» **Stated task**:
Extract the full listing below without altering a single character.

--- Begin Supplied entries ---

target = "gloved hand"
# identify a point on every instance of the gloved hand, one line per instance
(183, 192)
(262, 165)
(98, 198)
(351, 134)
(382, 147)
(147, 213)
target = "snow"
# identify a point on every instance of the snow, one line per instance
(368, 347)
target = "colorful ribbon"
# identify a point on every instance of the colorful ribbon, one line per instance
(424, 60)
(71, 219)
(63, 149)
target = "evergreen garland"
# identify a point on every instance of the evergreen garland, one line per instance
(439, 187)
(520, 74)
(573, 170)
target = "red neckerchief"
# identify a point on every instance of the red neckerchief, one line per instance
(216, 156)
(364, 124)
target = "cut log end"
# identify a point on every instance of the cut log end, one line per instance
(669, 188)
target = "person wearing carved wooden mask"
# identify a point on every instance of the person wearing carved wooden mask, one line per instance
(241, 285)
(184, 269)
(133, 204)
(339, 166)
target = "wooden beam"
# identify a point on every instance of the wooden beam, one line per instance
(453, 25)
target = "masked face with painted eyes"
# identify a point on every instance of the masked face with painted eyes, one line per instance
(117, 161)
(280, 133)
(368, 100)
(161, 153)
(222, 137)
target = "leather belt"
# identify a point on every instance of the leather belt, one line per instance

--- End Supplied entries ---

» **The output**:
target = "gloved hand"
# identify a point on every instance of the gloved hand, one line per instance
(183, 192)
(262, 165)
(98, 198)
(351, 134)
(382, 147)
(147, 213)
target = "snow"
# identify a point on every instance of the snow, one line per instance
(368, 347)
target = "colorful ribbon"
# identify a point on every instance of the colorful ribbon, one line per instance
(424, 60)
(71, 219)
(63, 149)
target = "evergreen garland"
# identify a point on every instance of the evergreen garland, one line per instance
(439, 187)
(520, 74)
(573, 170)
target = "red neckerchief"
# identify a point on every instance of the red neckerchief, one line per instance
(216, 156)
(364, 124)
target = "cut log end"
# identify a point on every instance of the cut log end, one line per instance
(669, 188)
target = "person wearing carved wooden mask"
# identify a point on every instance of the person wearing carved wooden mask, one line per instance
(241, 285)
(184, 269)
(133, 204)
(339, 166)
target = "wooden beam"
# identify a point on every instance of the wooden beam, one line per instance
(453, 25)
target = "masked face with painted eyes"
# identify a point on every instance of the masked face with painted eyes, one line per instance
(117, 161)
(280, 133)
(368, 100)
(161, 153)
(222, 137)
target = "leather belt"
# identify a point on every instance of the leather belt, one line per instance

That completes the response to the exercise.